• AIM OF THE TASK:
Can you copy, word for word, the part of the records below that opens with the line containing "Where can the woman's right" and closes with the line containing "point(289, 106)"?
┌──
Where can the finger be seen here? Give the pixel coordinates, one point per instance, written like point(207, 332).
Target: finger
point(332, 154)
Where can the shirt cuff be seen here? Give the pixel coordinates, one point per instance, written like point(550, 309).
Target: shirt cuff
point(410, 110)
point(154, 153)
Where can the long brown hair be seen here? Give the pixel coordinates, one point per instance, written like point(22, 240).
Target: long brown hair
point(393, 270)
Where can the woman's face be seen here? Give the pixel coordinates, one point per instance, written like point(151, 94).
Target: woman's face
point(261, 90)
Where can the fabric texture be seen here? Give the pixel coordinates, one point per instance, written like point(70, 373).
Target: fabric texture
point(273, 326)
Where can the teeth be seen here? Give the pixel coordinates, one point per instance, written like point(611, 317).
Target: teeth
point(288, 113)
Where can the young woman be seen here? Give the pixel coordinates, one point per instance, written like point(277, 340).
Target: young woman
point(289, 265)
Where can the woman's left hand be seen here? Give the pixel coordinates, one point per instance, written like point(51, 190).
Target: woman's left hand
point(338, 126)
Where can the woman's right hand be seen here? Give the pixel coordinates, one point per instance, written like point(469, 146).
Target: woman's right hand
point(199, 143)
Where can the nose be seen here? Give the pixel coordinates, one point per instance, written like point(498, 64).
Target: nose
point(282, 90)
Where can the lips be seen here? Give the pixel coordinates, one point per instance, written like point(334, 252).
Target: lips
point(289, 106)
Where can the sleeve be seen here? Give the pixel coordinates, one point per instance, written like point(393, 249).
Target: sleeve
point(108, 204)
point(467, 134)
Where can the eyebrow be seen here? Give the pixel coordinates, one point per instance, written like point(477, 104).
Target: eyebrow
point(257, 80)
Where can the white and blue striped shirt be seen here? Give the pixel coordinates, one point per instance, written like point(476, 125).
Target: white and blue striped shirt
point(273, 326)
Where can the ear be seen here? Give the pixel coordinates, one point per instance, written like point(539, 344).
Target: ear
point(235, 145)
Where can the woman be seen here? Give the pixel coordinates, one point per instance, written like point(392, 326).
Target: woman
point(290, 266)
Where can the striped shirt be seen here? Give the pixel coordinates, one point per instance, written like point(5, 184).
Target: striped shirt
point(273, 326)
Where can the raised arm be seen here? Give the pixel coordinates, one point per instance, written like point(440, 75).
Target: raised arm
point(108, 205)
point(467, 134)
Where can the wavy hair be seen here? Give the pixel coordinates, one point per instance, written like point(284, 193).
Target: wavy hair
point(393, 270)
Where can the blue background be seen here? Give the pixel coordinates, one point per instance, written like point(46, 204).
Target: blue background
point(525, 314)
└──
┌──
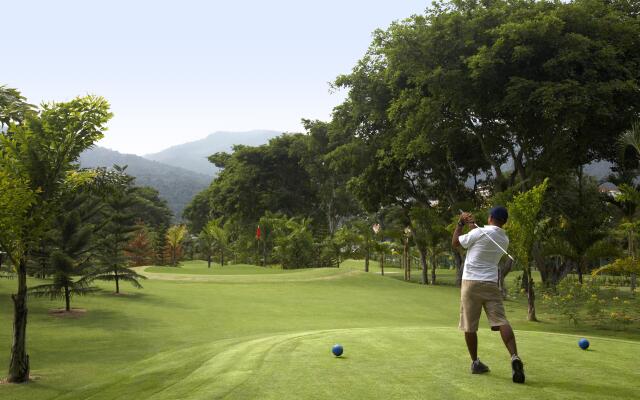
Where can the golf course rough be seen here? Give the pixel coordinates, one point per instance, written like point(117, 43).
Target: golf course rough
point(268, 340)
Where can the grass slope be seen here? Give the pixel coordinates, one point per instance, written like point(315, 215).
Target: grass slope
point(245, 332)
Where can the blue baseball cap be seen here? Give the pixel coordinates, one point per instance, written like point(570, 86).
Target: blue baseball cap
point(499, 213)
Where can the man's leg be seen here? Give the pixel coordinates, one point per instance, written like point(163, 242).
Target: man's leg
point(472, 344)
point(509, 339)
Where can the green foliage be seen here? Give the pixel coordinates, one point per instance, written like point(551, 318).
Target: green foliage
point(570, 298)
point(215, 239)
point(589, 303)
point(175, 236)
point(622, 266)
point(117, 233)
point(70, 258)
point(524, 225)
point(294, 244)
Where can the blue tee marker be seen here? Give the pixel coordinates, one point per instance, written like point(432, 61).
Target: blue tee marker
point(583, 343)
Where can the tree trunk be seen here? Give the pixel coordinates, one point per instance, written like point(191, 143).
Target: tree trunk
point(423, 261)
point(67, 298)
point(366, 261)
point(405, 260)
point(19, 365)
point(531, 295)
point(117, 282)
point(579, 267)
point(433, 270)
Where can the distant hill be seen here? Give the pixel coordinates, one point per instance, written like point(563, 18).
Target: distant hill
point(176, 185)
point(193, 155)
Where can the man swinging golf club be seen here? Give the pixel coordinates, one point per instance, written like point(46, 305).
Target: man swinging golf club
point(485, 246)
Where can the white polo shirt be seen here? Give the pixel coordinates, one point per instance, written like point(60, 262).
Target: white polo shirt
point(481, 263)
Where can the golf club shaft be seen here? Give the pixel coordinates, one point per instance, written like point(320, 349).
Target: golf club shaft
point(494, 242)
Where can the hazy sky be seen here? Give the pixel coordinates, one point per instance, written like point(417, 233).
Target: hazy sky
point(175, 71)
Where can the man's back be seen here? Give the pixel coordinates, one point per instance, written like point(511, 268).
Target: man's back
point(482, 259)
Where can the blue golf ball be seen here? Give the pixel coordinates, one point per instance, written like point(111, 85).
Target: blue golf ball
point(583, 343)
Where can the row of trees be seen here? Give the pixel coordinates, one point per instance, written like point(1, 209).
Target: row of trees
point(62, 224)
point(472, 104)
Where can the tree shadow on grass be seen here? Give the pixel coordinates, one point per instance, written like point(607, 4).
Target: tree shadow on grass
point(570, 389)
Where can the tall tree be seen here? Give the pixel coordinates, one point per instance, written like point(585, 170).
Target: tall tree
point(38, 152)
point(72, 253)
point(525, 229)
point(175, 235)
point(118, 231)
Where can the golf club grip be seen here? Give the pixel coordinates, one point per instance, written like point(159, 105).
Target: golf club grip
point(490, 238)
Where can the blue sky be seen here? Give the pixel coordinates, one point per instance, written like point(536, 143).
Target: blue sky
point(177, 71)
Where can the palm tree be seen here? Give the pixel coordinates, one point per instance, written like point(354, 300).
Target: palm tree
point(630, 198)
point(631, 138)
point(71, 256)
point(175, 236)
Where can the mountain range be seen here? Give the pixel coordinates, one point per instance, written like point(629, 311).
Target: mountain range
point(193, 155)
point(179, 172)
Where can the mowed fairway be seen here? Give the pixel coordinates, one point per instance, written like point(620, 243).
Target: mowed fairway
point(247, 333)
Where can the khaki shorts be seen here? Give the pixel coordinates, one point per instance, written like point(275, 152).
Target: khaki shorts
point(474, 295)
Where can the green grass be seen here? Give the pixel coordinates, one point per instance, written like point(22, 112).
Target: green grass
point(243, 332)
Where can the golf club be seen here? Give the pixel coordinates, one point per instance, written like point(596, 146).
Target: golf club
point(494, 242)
└──
• WORKED ANSWER:
Where can the woman's right hand be seen here? Give the pixel coordinates, one point per instance, written like point(469, 146).
Target: woman's right hand
point(199, 143)
Where can the nose be seen here? Give the pixel coordinates, one point per instance, written like point(498, 64).
Target: nose
point(282, 90)
Where can the lips be seen here? Give the pixel coordinates, one point per instance, written like point(334, 252).
Target: lips
point(289, 106)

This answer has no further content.